- _Task statement_: Copy the data below exactly, omitting any picture it contains.

- _Rows_:

----------------------------------------

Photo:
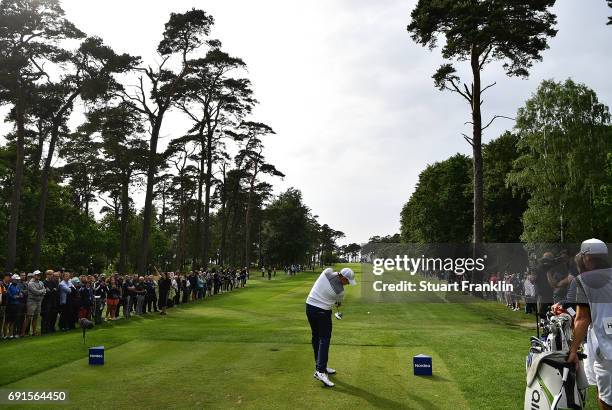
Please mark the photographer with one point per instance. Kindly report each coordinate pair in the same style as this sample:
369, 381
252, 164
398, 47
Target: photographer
544, 290
48, 308
560, 276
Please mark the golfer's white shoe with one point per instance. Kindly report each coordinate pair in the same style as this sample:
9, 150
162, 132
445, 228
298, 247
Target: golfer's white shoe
324, 379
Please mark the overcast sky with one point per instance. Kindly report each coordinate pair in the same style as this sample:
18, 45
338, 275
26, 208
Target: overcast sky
350, 94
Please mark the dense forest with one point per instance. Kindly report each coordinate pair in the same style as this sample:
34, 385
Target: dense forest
85, 141
549, 180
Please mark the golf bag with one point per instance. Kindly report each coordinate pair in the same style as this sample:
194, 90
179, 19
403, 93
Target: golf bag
552, 383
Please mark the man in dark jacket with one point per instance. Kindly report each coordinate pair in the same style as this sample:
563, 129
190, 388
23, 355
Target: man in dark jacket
50, 301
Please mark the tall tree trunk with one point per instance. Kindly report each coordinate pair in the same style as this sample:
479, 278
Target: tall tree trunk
44, 182
182, 237
11, 256
208, 182
199, 233
247, 220
125, 214
476, 276
44, 190
477, 150
143, 256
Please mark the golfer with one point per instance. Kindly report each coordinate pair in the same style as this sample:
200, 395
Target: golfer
327, 291
594, 315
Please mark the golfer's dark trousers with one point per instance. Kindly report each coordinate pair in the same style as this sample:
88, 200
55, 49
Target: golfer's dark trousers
321, 326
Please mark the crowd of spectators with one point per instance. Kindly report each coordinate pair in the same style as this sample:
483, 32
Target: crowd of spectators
61, 299
535, 289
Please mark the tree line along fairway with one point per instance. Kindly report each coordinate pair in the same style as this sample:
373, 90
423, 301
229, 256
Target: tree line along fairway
250, 349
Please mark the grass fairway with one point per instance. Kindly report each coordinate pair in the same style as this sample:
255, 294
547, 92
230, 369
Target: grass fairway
251, 349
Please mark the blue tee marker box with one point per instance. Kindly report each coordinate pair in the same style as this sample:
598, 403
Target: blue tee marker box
96, 355
422, 365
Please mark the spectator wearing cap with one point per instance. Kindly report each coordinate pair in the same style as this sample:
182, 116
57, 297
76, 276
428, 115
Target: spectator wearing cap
85, 299
65, 289
113, 297
100, 291
20, 322
36, 293
15, 294
141, 292
48, 310
594, 316
5, 280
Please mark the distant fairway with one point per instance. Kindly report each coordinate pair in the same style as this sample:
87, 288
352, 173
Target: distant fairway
251, 349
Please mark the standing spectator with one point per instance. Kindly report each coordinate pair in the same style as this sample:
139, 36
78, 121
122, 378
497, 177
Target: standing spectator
594, 316
164, 289
65, 308
20, 321
150, 296
140, 291
36, 293
112, 298
128, 296
5, 279
530, 294
185, 288
14, 294
85, 300
48, 308
100, 291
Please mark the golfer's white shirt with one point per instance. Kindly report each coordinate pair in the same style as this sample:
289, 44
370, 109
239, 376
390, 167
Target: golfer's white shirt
323, 295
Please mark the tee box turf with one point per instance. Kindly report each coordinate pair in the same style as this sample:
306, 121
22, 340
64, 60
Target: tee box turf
96, 355
422, 365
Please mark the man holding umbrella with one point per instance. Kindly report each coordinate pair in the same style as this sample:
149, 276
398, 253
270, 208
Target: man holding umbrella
326, 292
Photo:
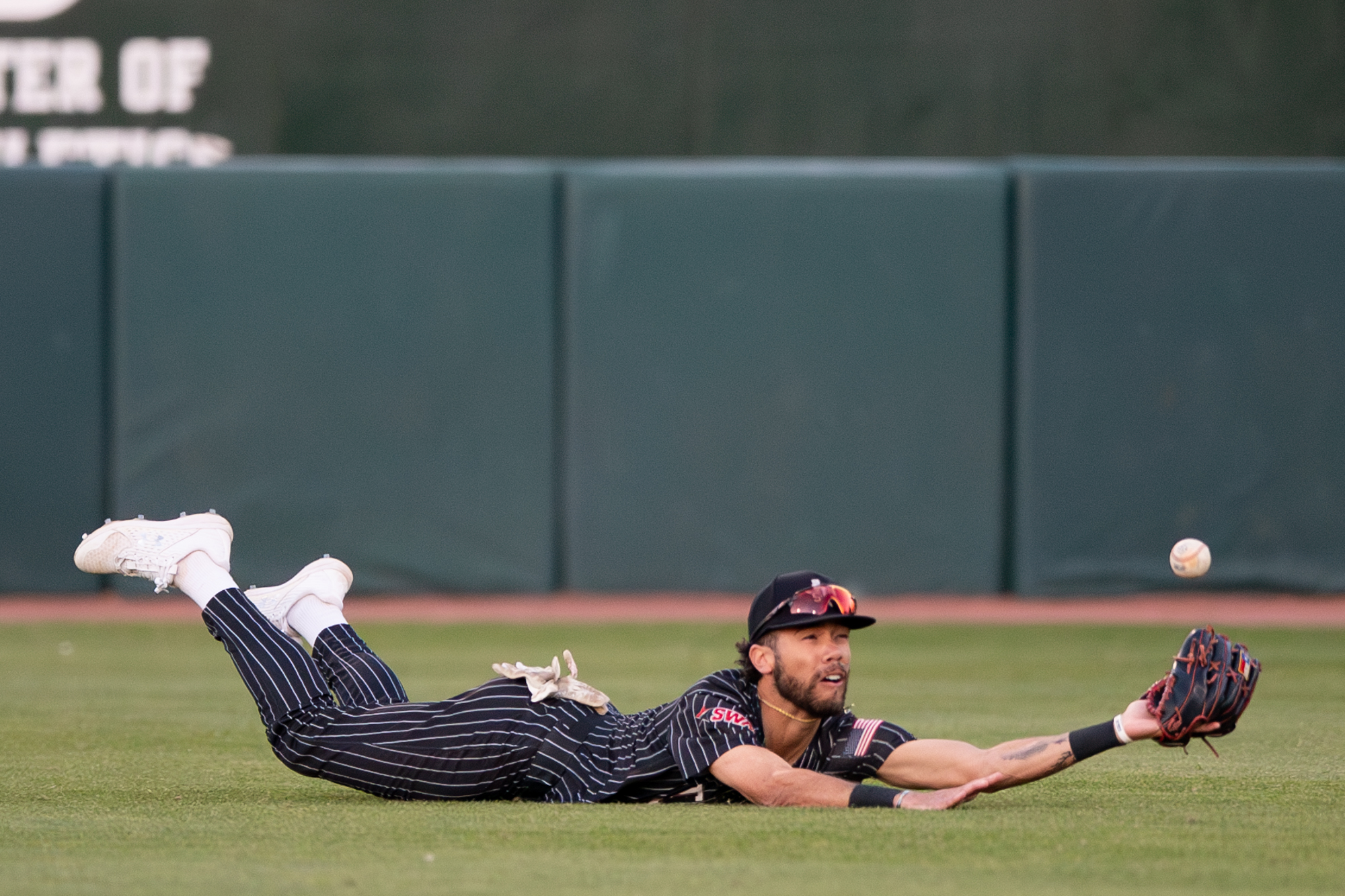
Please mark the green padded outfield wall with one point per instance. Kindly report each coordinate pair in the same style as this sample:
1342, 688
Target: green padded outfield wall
1182, 356
52, 374
783, 365
348, 358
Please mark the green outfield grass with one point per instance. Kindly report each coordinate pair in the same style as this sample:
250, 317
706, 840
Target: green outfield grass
132, 762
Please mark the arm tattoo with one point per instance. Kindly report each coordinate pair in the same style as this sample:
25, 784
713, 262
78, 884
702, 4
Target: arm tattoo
1032, 749
1027, 752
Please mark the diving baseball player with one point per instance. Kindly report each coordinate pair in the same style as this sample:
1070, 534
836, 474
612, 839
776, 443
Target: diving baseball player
774, 732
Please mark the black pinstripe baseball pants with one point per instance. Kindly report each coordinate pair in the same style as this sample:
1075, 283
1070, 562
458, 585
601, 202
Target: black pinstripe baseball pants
478, 745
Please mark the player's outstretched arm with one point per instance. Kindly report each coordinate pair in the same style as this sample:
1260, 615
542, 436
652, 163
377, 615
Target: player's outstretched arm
952, 763
769, 780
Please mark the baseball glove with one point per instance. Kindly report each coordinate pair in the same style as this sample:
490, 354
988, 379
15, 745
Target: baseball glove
1211, 681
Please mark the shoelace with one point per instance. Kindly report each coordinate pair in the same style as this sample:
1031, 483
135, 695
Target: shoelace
147, 565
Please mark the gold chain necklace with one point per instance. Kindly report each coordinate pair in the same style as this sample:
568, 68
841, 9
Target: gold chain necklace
806, 721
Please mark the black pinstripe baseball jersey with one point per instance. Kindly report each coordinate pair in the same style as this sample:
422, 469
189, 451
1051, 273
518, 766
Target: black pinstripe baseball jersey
493, 741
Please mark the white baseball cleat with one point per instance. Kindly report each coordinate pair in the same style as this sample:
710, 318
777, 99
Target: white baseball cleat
326, 579
153, 548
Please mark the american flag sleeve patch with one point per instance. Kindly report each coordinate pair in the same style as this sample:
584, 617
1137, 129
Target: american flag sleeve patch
860, 752
861, 737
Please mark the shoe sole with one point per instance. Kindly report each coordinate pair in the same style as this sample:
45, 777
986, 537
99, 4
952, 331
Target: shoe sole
99, 551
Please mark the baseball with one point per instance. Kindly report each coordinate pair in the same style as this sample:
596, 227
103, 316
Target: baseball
1190, 557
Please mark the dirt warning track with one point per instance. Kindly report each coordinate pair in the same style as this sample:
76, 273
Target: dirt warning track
1282, 611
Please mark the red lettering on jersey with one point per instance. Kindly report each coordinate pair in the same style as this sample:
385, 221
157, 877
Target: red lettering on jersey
726, 715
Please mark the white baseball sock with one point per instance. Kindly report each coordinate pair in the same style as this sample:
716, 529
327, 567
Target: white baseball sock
310, 616
201, 579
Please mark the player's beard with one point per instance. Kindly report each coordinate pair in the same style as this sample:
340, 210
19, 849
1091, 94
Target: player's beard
802, 693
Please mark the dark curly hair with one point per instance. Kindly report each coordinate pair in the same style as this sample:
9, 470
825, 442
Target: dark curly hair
750, 671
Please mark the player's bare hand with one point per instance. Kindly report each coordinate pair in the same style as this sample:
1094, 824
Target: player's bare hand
952, 797
1141, 724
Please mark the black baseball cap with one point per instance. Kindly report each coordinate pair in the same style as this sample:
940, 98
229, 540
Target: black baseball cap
785, 587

----------------------------------------

- _In response_:
Photo:
Please mark the photographer with one point per instance. Kindly report each coordinate pair in the same style as this sample:
369, 381
252, 164
398, 47
Target: photographer
544, 290
48, 308
560, 276
Please mark the golfer's white shoe with one point per instance. Kindly report each coordinate pair in the same style as this sample:
9, 150
162, 132
445, 228
298, 247
Target: golfer's white shoe
324, 379
Please mark the overcast sky with one point per instance. Kindly report each coordinate pair in the same style as this sample:
18, 45
338, 275
26, 208
Target: overcast sky
350, 94
Please mark the dense forest with one point per instance. Kindly report each coordinate pair in the same style as this sample:
34, 385
Target: dense forest
85, 141
549, 180
Please mark the golf bag with one point per instance. Kindly report each coordinate pair in the same style as this sample:
194, 90
179, 19
403, 93
Target: golf bag
552, 383
Please mark the man in dark jacket with one point per instance. Kindly report each coordinate pair in the same style as this sample:
563, 129
190, 388
23, 355
Target: man in dark jacket
50, 301
Please mark the tall tree trunk with one point per instance. Kindly report each coordinate pair in the same style as this sample:
479, 278
Target: tall tree trunk
44, 182
182, 237
11, 256
208, 182
199, 233
247, 220
125, 214
476, 276
44, 190
477, 150
143, 256
Please mark the golfer with one point per instance. Kindly report each coordinate pair in the same style as this sample:
200, 395
Target: golfer
327, 291
594, 315
Please mark the golfer's dark trousers with one point per instance. Kindly report each coordinate pair in the same style as this sample:
88, 200
55, 49
Target: golfer's dark trousers
321, 326
Please mark the crowd of spectators with one point per instance. Kindly report each coordinate pair in the same style as this sample:
483, 32
Target: crowd of spectators
61, 299
535, 289
Please mark the tree line along fairway with one point per instance. Kindly report each coordinate pair in the same style as this sample:
373, 90
423, 301
229, 256
Target: tree line along fairway
250, 349
Please mark the grass fairway with one point per instance. Kindly report each coordinate pair in the same style as this sample:
255, 294
547, 92
230, 369
Target: grass fairway
251, 349
Please mark the blue tee marker box with one point per instance. Kindly report each coordinate pair in the same style as this sample:
598, 403
Target: blue tee marker box
96, 355
422, 365
Please mark the spectator wearing cap with one point per instance. Kindly report each coordinate pair in the same style as this sample:
182, 116
57, 297
76, 276
428, 115
Target: spectator wearing cap
85, 299
65, 289
113, 297
100, 291
20, 322
36, 293
15, 294
141, 292
48, 310
594, 316
5, 280
Please mark the distant fairway with one point per instance. Kindly report each coordinate pair in the same style as this sample:
87, 288
352, 173
Target: distant fairway
251, 349
Please mark the standing spectator with one point per instance. Kindly report each coordinate pair in the same style as this sample:
139, 36
78, 121
122, 378
497, 177
Target: standing spectator
594, 316
164, 289
65, 308
20, 321
150, 296
140, 291
36, 293
112, 298
128, 296
5, 279
530, 294
185, 288
14, 294
85, 300
48, 308
100, 291
Please mark the golfer's white shirt with one point per instance. Kindly report each coordinate pair in the same style as this sample:
289, 44
370, 109
239, 376
390, 167
Target: golfer's white shirt
323, 295
Please mark the tee box turf with one point per instance. Kindly report each coordinate pair in the same style as this sample:
306, 121
22, 340
64, 60
Target: tee box turf
96, 355
422, 365
Please mark the man holding umbrella with one point per instance. Kindly report each coordinate pair in the same style as this sample:
149, 276
398, 253
270, 208
Target: man holding umbrella
326, 292
Photo:
Please mark the green padded outfield wall with one point per instance. Kindly report each coordinate pair in the same style as this sample:
1342, 688
Target: green padded outfield wall
1182, 356
52, 374
783, 365
348, 358
Please mark the green outfield grass with one point per instance. Kindly report each coordinate pair in the same style as this sample:
250, 317
706, 840
Target: green outfield grass
132, 762
Please mark the arm tattoo with one point per instance. Kindly report each coordinate pair in the same style as this sample:
25, 784
713, 262
78, 884
702, 4
Target: arm tattoo
1032, 749
1027, 752
Please mark the diving baseball player with one point per instance. Kindly report each coordinate pair in the same style as this sample:
1070, 534
836, 474
612, 839
776, 443
Target: diving baseball player
774, 732
Please mark the black pinstripe baseball pants with one point per instance. Kindly report each coordinate pair in the same style as this sample:
1075, 283
1070, 562
458, 585
601, 202
Target: black pinstripe baseball pants
478, 745
Please mark the player's outstretched arm with one point per instance. Kindly report each coordinate pair in the same style as this sample:
1260, 615
542, 436
652, 163
377, 615
Target: player's outstretched arm
952, 763
769, 780
Please mark the baseball glove with one point per instance. Kindly report each coordinate pair in the same style as this sample:
490, 354
988, 379
15, 745
Target: baseball glove
1211, 681
Please mark the shoelace with one point per instance. Kindly report each coordinate pair in the same style as this sample:
1031, 483
135, 695
Target: shoelace
147, 565
Please mark the gold chain necklace with one point per instance. Kindly report each coordinate pair in the same style as this sample:
568, 68
841, 9
Target: gold chain necklace
806, 721
Please mark the black pinstripe baseball jersey with one point per instance. Kindly report each coordinate pair in the same style as this sample:
422, 469
189, 451
1051, 273
518, 766
Target: black pinstripe baseball jersey
493, 741
Please mark the white baseball cleat with one point per instance. Kindly report each coordinate pair in the same style as this sample:
710, 318
777, 99
Target: white baseball cleat
326, 579
153, 548
Please mark the american flag sleeve patch with one point per instance. Kindly report each coordinate pair in the same style as this sample:
584, 617
1137, 129
Target: american flag sleeve patch
860, 752
861, 737
Please mark the shoe sole with one point per instance. Kindly report each coordinate pair in the same style as this sample:
45, 777
986, 537
99, 4
952, 331
Target: shoe sole
99, 551
Please mark the baseball with one point per instance. Kindly report each coordinate pair in the same style as this sample:
596, 227
103, 316
Target: baseball
1190, 557
Please mark the dirt warning track with one point per instance. Kindly report each coordinate pair in the same style as this sample:
76, 273
Target: dirt warning track
1282, 611
Please mark the red lettering on jersey with one point per instance. Kindly report each coordinate pair in the same style as this sample:
385, 221
157, 877
Target: red lettering on jersey
726, 715
Please mark the white baseball sock with one point per instance. Kindly report each coordinate pair in the same style as this sample:
716, 529
327, 567
Target: white baseball sock
310, 616
201, 579
Please mark the player's beard with one point per instance. Kindly report each coordinate pair in the same style as this sample:
340, 210
19, 849
1091, 94
Target: player's beard
802, 693
Please mark the dark curly hair with one point per instance. Kindly report each coordinate pair in the same style as this sample:
9, 470
825, 442
Target: dark curly hair
750, 671
Please mark the player's bare hand with one point per instance. Kindly report each coordinate pair in the same style as this sample:
1094, 824
Target: player's bare hand
952, 797
1141, 724
Please mark the black baseball cap with one point per instance. Kindly report each coordinate pair in the same style as this sample:
940, 98
229, 540
Target: black baseball cap
785, 587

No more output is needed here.